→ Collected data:

::::::::::

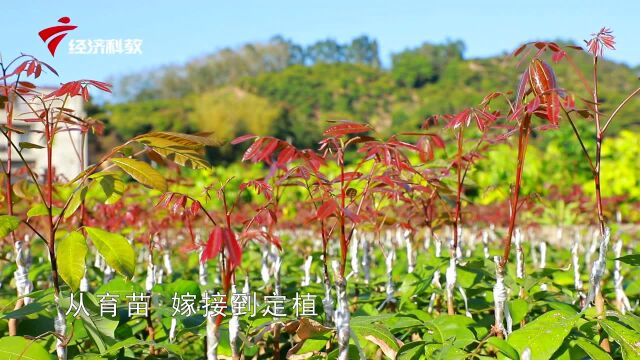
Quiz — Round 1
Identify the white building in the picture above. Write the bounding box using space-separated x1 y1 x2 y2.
0 88 88 181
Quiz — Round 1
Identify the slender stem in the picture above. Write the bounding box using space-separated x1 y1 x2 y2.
500 113 531 268
592 56 608 352
602 88 640 134
562 106 595 172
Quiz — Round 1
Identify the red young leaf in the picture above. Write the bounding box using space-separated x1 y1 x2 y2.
316 199 338 220
205 226 228 262
242 138 264 161
224 229 242 269
231 134 258 145
191 200 202 216
324 122 371 137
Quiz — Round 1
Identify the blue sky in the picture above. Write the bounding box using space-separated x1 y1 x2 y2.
0 0 640 88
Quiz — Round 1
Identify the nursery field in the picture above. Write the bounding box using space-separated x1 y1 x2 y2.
0 28 640 360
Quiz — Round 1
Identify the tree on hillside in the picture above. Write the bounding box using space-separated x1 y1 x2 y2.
391 41 465 88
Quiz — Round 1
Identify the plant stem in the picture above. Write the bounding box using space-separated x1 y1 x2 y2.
499 113 531 268
592 56 608 352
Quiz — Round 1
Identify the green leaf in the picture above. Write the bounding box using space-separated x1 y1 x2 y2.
111 158 167 192
507 299 529 324
56 231 87 291
64 186 87 219
133 132 214 169
396 341 424 360
600 320 640 359
487 336 520 360
85 226 135 279
616 254 640 266
2 302 45 319
27 204 62 218
508 310 579 360
425 315 476 348
351 321 400 359
66 293 119 354
0 215 20 237
571 338 611 360
91 173 126 205
0 336 52 360
18 141 44 149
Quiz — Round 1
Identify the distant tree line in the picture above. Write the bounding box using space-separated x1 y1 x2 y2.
101 35 640 161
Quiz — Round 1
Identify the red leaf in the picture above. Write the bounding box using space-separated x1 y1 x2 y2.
324 122 371 137
256 139 280 160
200 226 222 262
231 134 258 145
316 199 338 220
277 146 296 166
224 229 242 269
242 138 264 161
191 200 202 216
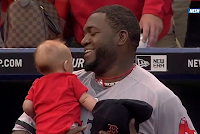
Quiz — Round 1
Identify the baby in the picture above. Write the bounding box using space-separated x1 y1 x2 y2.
23 40 97 134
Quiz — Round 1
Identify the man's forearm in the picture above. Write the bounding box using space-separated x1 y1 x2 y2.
12 130 30 134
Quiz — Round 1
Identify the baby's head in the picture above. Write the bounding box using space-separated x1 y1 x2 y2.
34 40 73 75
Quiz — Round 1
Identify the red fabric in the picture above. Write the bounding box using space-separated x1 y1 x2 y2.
26 73 87 134
0 0 69 26
0 0 172 42
70 0 172 42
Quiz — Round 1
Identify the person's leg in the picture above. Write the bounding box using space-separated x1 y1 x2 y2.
172 0 190 47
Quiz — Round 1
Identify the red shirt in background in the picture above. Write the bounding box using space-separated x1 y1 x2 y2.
2 0 173 42
26 73 87 134
66 0 173 42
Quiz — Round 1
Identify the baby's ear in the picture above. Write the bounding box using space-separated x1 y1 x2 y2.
63 60 69 72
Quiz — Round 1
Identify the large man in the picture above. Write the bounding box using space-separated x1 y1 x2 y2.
13 5 195 134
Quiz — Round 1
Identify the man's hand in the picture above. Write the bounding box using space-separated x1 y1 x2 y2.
99 119 137 134
66 126 86 134
140 14 163 47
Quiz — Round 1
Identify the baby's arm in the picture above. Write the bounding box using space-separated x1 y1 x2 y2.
23 99 35 117
22 79 39 117
79 93 97 112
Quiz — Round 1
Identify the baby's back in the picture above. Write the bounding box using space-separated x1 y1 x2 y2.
33 73 80 134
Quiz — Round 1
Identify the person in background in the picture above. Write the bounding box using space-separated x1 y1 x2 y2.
0 0 69 26
12 5 196 134
62 0 177 47
1 0 177 47
172 0 191 47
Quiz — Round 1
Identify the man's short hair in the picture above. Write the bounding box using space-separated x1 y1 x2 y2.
93 4 140 46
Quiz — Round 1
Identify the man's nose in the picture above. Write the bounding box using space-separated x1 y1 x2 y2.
81 35 91 46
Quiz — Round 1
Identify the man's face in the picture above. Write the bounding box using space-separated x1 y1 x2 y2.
81 13 117 71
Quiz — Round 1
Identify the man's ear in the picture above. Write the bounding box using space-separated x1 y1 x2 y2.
118 30 129 46
63 60 69 72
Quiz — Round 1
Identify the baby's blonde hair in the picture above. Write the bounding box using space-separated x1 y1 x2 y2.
34 39 71 74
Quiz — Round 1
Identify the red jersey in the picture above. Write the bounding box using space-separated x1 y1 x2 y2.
2 0 173 42
66 0 173 42
26 73 87 134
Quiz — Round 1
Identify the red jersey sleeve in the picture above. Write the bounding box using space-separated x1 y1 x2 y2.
72 75 88 100
25 79 39 101
143 0 172 19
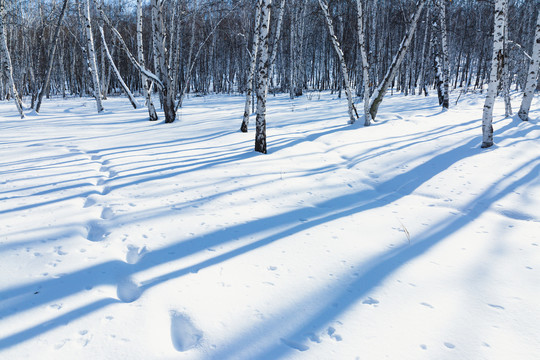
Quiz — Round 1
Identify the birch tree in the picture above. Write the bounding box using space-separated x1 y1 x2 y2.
482 0 508 148
268 0 287 84
518 9 540 121
356 0 371 126
369 0 426 120
255 0 272 154
36 0 69 112
80 0 103 113
99 26 137 109
319 0 358 124
436 0 450 109
0 0 24 119
137 0 158 121
240 0 262 132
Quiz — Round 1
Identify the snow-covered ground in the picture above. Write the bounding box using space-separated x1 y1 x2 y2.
0 93 540 360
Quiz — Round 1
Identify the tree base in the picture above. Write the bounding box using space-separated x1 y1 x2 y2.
480 142 493 149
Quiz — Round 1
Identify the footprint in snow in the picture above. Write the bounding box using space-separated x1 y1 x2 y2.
280 338 309 351
116 279 142 303
86 221 109 242
126 245 148 265
326 326 343 341
83 197 97 208
101 207 114 220
170 311 203 352
362 297 379 305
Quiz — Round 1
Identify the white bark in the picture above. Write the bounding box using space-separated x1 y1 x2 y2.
268 0 287 83
240 0 262 132
319 0 358 124
482 0 508 148
99 26 137 109
369 0 426 120
518 10 540 121
356 0 371 126
0 0 24 119
36 0 69 112
437 0 450 109
151 0 176 123
137 0 158 121
255 0 272 154
82 0 103 113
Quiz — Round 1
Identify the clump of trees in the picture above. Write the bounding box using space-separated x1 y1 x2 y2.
0 0 540 152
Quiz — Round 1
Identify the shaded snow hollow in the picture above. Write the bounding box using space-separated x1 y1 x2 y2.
0 93 540 360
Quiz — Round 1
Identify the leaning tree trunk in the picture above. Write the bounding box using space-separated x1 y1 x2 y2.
152 0 176 123
268 0 287 86
240 0 262 132
255 0 272 154
369 0 426 119
137 0 158 121
99 26 137 109
518 10 540 121
319 0 358 124
82 0 103 113
482 0 508 148
36 0 69 112
0 0 24 119
356 0 371 126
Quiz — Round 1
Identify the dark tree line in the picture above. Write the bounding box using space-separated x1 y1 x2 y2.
0 0 540 149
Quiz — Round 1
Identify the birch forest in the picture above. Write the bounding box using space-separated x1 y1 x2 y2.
0 0 540 148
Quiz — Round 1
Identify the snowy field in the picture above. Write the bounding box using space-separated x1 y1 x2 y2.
0 93 540 360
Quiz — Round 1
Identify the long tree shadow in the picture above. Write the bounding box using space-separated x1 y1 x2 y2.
0 111 540 350
212 158 540 359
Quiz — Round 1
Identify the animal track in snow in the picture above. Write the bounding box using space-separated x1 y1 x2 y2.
101 207 114 220
86 221 109 242
362 297 379 305
126 245 148 264
170 311 203 352
326 326 343 341
280 338 309 351
116 279 142 303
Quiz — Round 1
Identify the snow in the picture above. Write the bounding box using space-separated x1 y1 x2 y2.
0 93 540 359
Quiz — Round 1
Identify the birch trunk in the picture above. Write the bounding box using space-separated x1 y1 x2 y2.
176 1 198 109
356 0 371 126
518 11 540 121
36 0 69 112
501 11 512 117
240 0 262 132
99 26 137 109
255 0 272 154
482 0 508 148
137 0 158 121
97 3 164 89
437 0 450 109
417 7 432 96
0 0 24 119
319 0 358 124
152 0 176 124
369 0 426 120
82 0 103 113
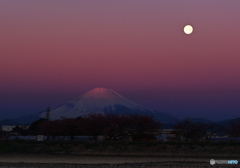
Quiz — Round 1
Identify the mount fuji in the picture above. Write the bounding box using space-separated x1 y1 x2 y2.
41 88 176 123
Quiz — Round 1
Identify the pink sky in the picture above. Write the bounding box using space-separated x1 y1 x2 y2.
0 0 240 120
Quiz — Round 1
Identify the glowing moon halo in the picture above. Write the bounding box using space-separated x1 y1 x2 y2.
183 25 193 34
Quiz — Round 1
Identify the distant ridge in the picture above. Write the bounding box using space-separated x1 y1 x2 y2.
41 88 176 123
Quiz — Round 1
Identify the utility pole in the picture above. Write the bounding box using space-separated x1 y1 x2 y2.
46 106 51 120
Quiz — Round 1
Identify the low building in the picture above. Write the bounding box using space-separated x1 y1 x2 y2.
2 125 16 132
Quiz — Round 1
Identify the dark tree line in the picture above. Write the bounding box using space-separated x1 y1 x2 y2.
172 119 240 142
26 114 161 140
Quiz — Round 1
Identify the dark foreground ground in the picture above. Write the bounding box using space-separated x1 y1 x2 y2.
0 141 240 168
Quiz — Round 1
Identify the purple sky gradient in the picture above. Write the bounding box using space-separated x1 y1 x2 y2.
0 0 240 120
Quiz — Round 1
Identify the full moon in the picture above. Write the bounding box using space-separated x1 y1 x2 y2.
183 25 193 34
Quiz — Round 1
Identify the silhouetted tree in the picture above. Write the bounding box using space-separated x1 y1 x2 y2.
27 118 47 135
173 119 207 142
226 119 240 137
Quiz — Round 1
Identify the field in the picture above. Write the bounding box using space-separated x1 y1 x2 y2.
0 141 240 168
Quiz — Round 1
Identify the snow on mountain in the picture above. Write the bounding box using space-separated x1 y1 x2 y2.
41 88 174 120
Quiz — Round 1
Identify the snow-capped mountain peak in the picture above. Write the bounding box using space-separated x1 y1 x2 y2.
42 88 151 119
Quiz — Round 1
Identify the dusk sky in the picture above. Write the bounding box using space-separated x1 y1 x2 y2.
0 0 240 120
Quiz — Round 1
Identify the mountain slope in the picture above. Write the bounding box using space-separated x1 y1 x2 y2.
41 88 176 122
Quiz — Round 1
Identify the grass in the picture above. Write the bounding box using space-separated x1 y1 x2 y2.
0 140 240 156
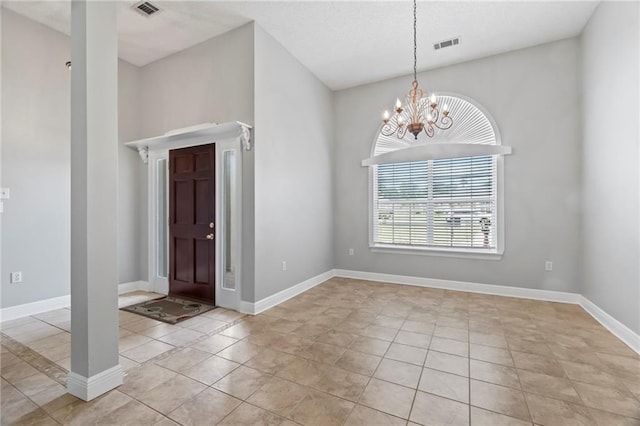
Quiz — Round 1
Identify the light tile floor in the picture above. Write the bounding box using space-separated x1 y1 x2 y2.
1 278 640 426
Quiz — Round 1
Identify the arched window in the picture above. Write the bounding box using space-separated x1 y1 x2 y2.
363 94 511 255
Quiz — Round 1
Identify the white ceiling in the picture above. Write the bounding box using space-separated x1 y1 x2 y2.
3 0 598 90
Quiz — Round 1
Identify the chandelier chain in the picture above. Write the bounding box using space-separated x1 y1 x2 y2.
413 0 418 81
380 0 453 140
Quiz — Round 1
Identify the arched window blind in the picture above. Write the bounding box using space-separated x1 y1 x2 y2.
370 96 501 253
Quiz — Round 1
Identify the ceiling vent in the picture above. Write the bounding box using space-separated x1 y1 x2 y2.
433 36 460 50
131 1 160 18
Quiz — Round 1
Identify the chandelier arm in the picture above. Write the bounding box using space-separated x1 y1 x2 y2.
380 124 396 136
431 107 440 123
424 124 435 138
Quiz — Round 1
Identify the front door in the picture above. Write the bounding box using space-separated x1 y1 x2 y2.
169 144 216 304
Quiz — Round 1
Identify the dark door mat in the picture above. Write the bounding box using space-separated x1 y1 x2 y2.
120 296 215 324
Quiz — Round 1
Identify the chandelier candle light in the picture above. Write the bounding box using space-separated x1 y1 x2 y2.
381 0 453 140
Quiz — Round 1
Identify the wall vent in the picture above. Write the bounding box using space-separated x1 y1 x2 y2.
433 36 460 50
131 1 160 18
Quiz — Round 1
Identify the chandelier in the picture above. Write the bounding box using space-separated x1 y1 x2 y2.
381 0 453 140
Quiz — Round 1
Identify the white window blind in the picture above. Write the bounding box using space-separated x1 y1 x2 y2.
373 156 497 251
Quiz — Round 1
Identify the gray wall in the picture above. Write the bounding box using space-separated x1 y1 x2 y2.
334 38 580 292
118 61 143 283
582 2 640 333
138 24 253 138
250 25 333 301
1 9 70 307
136 24 254 300
1 8 146 307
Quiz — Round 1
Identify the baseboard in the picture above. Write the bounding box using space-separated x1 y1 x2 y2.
0 281 149 321
67 364 123 401
580 296 640 354
240 270 335 315
0 295 71 321
334 269 581 304
118 281 151 294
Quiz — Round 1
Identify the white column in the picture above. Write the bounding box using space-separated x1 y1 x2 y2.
67 0 122 401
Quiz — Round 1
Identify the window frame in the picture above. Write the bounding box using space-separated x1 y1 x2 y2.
368 93 505 260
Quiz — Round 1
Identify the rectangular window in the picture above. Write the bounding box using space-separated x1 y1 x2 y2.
373 156 497 252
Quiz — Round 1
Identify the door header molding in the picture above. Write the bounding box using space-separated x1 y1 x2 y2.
125 121 251 164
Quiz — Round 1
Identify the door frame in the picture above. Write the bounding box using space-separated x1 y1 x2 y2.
126 122 251 310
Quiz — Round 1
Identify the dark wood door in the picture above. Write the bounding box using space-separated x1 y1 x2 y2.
169 144 216 304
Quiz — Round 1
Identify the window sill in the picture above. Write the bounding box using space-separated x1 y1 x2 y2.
369 244 503 260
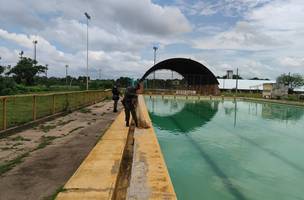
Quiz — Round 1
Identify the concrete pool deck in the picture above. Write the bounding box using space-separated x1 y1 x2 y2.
56 96 176 200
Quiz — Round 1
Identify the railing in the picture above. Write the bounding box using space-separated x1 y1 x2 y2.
0 90 111 131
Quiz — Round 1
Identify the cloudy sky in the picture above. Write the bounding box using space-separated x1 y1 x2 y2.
0 0 304 79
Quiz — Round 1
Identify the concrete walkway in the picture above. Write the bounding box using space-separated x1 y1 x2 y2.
0 101 121 200
57 113 128 200
127 96 176 200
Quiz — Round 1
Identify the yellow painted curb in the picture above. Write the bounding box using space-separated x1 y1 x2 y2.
56 112 129 200
127 96 177 200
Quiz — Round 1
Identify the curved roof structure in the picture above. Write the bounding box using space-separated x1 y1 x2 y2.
141 58 219 85
146 99 220 133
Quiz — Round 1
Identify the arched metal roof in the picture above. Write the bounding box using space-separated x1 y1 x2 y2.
141 58 219 85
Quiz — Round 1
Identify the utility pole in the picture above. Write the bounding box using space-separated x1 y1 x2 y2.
153 46 158 89
235 68 239 94
84 12 91 90
65 65 69 85
19 51 24 60
45 64 49 77
33 40 38 66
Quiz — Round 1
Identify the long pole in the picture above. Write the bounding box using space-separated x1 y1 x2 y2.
45 64 49 78
153 46 158 89
235 68 239 94
87 17 89 90
32 40 38 66
65 65 69 85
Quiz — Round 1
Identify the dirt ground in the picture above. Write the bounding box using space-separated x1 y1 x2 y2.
0 101 121 200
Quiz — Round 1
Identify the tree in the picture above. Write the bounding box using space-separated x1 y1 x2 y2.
7 57 47 85
277 74 304 91
116 77 132 88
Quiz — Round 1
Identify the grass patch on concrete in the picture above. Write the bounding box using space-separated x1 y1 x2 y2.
69 126 84 133
39 124 57 133
0 152 29 175
13 142 23 147
36 136 59 150
11 135 31 141
43 186 66 200
79 108 92 113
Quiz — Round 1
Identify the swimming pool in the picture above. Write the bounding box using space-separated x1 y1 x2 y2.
145 97 304 200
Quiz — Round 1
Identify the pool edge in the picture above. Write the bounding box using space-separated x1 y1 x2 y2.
127 95 177 199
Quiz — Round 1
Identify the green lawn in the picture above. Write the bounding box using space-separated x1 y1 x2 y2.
0 91 109 130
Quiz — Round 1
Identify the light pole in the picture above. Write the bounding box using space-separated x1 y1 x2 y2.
84 12 91 90
235 68 239 94
65 65 69 85
153 46 158 89
19 51 24 60
45 64 49 78
33 40 38 66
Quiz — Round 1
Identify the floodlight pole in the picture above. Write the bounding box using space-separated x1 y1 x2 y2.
235 68 239 94
84 12 91 90
33 40 38 66
153 46 158 89
65 65 69 85
45 64 49 78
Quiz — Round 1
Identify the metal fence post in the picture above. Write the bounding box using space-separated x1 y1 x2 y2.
2 98 7 130
33 95 37 120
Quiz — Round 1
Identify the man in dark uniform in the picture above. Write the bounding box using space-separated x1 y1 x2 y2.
122 84 140 127
112 85 120 112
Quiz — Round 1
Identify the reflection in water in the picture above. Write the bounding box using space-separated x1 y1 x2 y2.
146 98 219 133
146 98 304 200
262 103 304 121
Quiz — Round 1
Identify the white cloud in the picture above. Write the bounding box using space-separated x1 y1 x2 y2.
279 57 304 67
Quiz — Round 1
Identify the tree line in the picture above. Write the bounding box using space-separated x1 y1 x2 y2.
0 57 132 95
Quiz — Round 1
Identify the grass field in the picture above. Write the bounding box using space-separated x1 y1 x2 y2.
0 91 109 130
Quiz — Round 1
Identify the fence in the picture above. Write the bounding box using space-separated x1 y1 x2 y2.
0 90 111 131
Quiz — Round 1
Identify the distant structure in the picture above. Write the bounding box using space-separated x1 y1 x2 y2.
227 70 233 79
140 58 220 95
263 83 288 99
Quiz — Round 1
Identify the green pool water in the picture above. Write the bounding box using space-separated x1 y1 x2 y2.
146 97 304 200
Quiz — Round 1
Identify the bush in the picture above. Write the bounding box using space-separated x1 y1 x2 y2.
0 76 18 95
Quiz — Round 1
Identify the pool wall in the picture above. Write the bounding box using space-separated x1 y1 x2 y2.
127 95 177 200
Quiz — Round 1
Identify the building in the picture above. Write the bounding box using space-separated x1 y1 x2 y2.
263 83 288 99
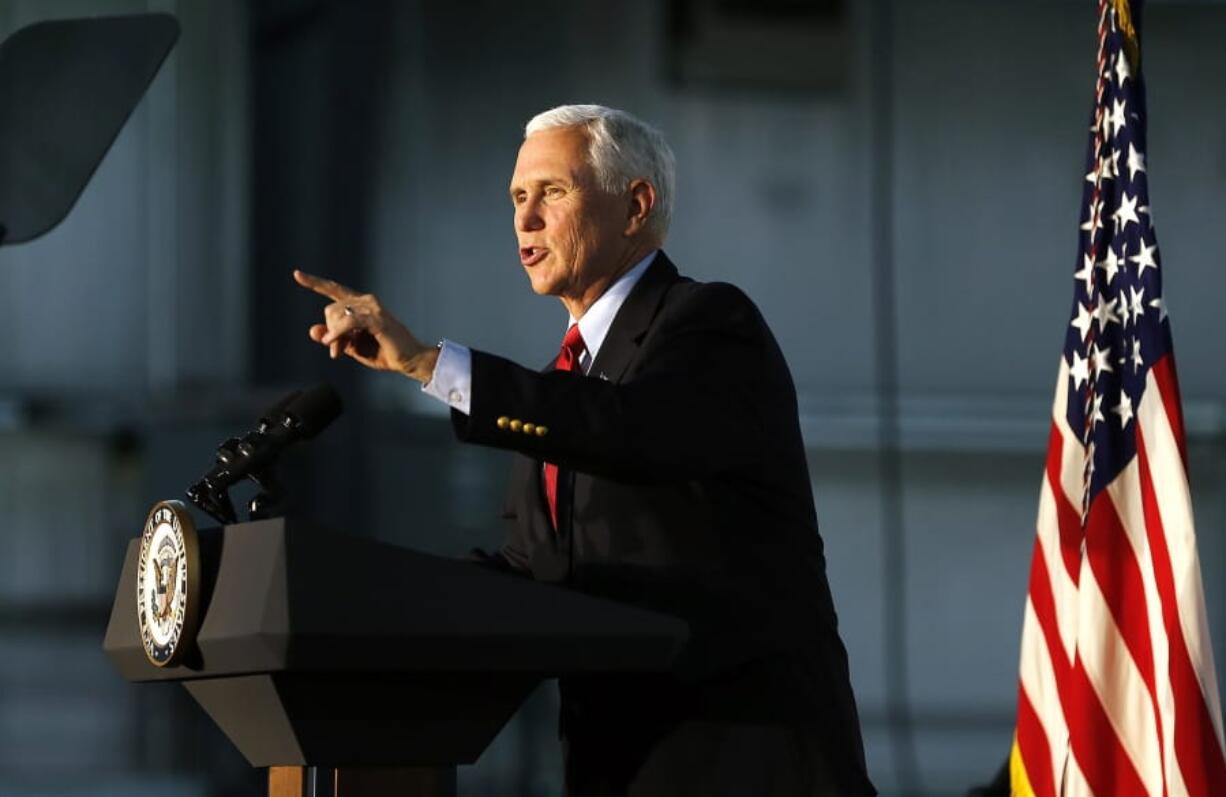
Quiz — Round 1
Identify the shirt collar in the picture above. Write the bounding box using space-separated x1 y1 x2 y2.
566 249 660 364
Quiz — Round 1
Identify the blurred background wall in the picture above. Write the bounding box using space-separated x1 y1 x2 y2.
0 0 1226 797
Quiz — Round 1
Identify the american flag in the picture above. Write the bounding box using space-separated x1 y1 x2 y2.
1010 0 1226 797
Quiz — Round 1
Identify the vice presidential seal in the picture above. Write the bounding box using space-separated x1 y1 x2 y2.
136 500 200 667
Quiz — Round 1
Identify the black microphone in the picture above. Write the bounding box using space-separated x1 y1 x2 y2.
188 385 343 524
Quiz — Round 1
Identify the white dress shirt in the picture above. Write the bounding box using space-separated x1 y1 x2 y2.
422 250 656 414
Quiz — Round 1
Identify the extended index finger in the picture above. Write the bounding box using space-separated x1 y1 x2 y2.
294 269 357 302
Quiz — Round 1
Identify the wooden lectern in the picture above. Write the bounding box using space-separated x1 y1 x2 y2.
103 519 688 797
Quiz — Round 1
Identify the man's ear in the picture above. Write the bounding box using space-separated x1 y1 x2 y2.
623 180 656 238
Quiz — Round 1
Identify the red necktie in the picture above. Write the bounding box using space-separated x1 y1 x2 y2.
544 324 587 528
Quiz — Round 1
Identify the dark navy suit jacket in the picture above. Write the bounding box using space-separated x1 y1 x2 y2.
452 253 873 795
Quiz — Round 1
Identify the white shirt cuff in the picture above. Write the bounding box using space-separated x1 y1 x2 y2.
422 341 472 414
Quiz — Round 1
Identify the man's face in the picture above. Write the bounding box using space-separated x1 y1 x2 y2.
511 128 628 299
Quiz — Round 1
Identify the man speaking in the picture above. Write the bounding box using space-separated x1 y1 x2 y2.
294 105 874 797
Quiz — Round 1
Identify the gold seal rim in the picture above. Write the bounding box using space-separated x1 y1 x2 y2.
136 499 200 667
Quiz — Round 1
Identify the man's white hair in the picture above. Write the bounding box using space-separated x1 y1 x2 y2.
524 105 677 243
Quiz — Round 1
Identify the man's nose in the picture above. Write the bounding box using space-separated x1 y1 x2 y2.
515 202 544 233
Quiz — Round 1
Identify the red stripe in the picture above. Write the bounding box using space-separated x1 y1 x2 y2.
1085 492 1166 795
1047 421 1081 584
1018 685 1056 797
1150 352 1188 465
1137 411 1226 797
1019 505 1149 797
1030 537 1069 686
1064 656 1149 797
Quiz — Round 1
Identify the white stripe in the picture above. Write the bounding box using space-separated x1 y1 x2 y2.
1076 559 1162 797
1037 473 1076 665
1137 373 1226 754
1107 457 1187 797
1018 598 1069 791
1064 755 1094 797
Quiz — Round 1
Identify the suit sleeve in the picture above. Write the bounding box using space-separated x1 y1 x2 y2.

::::::::::

→ Written problem:
Can you render the lines of the material above as a JSON list of strings, one string per line and no blank lines, starting at the beginning of the material and ending at the line containing "562 106 595 172", both ends included? Leave the pictures out of your answer.

→ Answer to this problem:
[
  "Quiz — Round 1",
  "Identify the white building in the picture above. Write the bounding box using space-separated x1 y1 x2 y2.",
  "0 88 88 181",
  "Quiz — Round 1",
  "Identify the slender stem in the picture above. Write the bounding box using space-separated x1 y1 x2 y2.",
  "500 113 531 268",
  "592 56 608 352",
  "602 88 640 134",
  "562 106 595 172"
]